» Source passage

CellMap logo

CellMap Segmentation Challenge#

Welcome to the CellMap Segmentation Challenge documentation!

This Python package provides a simple and flexible API for:

  • Accessing challenge data

  • Running model training

  • Making predictions

  • Evaluating results

The package is built on top of the cellmap-data package, which offers tools for interacting with the CellMap data format. Whether you’re a beginner or advanced user, this package is designed to be easy to use and highly extensible.

Getting started#

Set up your environment#

We recommend using micromamba to create a new environment with the required dependencies. You can install micromamba by following the instructions here. The fastest way to do this install is to run the following in your terminal:

"${SHELL}" <(curl -L micro.mamba.pm/install.sh)

Once you have micromamba installed, you can create a new environment with the required dependencies by running the following commands:

# Create a new environment
micromamba create -n cellmap-segmentation-challenge -y python=3.11

# Activate the environment
micromamba activate cellmap-segmentation-challenge

Clone the repository#

You can clone and install the repository by running the following command:

# Clone the repository
git clone https://github.com/janelia-cellmap/cellmap-segmentation-challenge

# Install the repo in editable mode
cd cellmap-segmentation-challenge
pip install -e .

Repository structure#

The repository is structured as follows:

cellmap-segmentation-challenge/
│
├── examples/
│   ├── train_2D.py
│   ├── train_3D.py
│   ├── predict_2D.py
│   ├── predict_3D.py
│   ├── ...
│   └── README.md
│
├── src/
│   ├── cellmap_segmentation_challenge/
│   │   ├── models/
│   │   │   ├── model_load.py
│   │   │   ├── unet_model_2D.py
│   │   │   ├── ...

» Data supplied
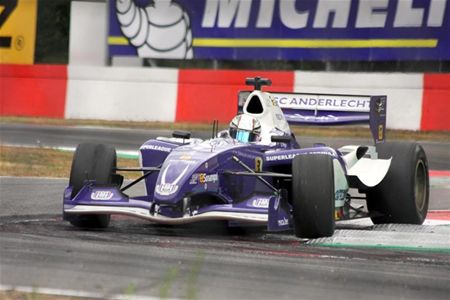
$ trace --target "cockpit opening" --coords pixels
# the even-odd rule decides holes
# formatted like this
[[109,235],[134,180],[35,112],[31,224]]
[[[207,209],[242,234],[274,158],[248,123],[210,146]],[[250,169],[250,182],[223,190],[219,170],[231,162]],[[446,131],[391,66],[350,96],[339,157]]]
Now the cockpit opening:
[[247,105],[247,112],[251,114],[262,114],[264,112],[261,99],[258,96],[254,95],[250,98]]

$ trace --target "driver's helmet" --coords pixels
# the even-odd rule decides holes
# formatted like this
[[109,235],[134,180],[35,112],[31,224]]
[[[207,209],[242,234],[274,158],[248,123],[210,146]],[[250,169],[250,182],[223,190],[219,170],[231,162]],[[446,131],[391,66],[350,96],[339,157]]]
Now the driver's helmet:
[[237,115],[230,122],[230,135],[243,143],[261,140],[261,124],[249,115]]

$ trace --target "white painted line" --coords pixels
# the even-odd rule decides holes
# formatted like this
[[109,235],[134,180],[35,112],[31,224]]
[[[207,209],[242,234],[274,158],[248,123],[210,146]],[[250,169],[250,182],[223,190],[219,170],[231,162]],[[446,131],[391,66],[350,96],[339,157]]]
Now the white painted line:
---
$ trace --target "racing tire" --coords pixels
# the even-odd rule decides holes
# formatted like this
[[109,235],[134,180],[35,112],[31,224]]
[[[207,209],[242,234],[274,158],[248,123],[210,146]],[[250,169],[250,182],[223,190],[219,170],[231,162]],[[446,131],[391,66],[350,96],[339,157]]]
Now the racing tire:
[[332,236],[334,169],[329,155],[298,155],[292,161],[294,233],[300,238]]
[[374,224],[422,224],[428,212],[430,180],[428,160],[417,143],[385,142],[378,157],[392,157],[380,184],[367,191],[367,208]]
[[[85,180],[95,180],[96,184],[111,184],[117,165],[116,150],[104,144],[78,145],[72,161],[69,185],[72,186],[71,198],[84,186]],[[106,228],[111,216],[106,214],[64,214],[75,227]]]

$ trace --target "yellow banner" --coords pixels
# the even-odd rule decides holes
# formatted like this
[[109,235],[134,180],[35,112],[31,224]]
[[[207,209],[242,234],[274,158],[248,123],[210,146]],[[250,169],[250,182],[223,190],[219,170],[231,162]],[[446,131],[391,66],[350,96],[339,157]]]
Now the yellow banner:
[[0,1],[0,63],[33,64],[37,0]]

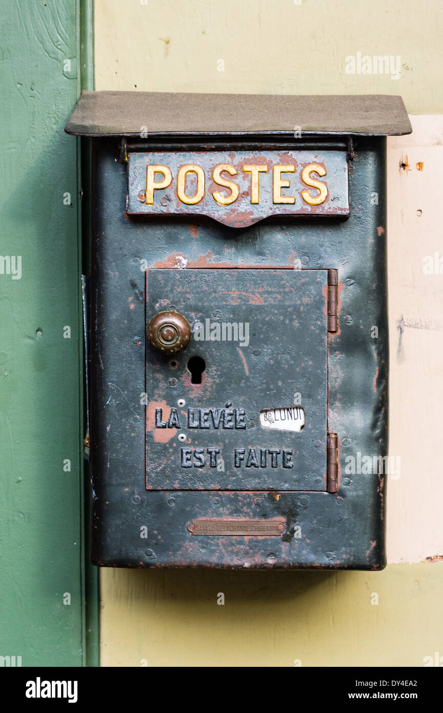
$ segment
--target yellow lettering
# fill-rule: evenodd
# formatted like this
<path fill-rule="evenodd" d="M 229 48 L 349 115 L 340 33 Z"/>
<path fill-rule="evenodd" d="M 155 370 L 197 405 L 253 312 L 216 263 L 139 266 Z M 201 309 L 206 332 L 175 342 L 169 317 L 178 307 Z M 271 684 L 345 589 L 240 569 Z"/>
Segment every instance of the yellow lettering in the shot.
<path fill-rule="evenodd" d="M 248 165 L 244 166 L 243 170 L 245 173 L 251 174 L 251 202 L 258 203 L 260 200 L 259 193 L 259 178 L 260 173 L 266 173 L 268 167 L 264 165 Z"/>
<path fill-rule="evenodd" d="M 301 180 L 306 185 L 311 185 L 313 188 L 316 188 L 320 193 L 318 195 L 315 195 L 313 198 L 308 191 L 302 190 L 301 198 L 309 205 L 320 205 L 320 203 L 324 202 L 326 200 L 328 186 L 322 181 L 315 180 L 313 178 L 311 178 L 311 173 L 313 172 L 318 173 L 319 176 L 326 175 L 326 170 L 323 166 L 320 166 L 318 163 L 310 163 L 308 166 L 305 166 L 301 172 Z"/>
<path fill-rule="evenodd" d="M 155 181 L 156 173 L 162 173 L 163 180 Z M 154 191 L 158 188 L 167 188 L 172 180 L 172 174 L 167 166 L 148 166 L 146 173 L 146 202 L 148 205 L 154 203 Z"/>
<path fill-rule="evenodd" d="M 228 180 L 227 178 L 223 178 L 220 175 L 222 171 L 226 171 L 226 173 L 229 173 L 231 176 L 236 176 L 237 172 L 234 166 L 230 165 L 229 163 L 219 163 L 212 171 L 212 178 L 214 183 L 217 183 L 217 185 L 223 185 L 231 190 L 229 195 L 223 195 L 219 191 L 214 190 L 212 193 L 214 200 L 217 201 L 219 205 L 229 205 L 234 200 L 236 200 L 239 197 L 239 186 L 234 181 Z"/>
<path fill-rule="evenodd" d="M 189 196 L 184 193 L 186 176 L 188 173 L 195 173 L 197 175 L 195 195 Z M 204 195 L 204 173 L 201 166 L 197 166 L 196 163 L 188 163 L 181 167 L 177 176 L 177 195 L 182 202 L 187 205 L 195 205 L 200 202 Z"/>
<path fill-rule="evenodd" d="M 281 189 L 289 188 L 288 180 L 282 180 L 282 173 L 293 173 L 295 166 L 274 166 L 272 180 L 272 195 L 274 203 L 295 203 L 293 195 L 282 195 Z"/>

» Requirement
Answer these questions from the CellMap Segmentation Challenge documentation page:
(a) Which package is this one built on top of?
(b) What Python version does the environment creation command specify?
(c) Which folder in the repository structure contains train_3D.py?

» Final result
(a) The cellmap-data package.
(b) Python 3.11.
(c) The examples/ folder.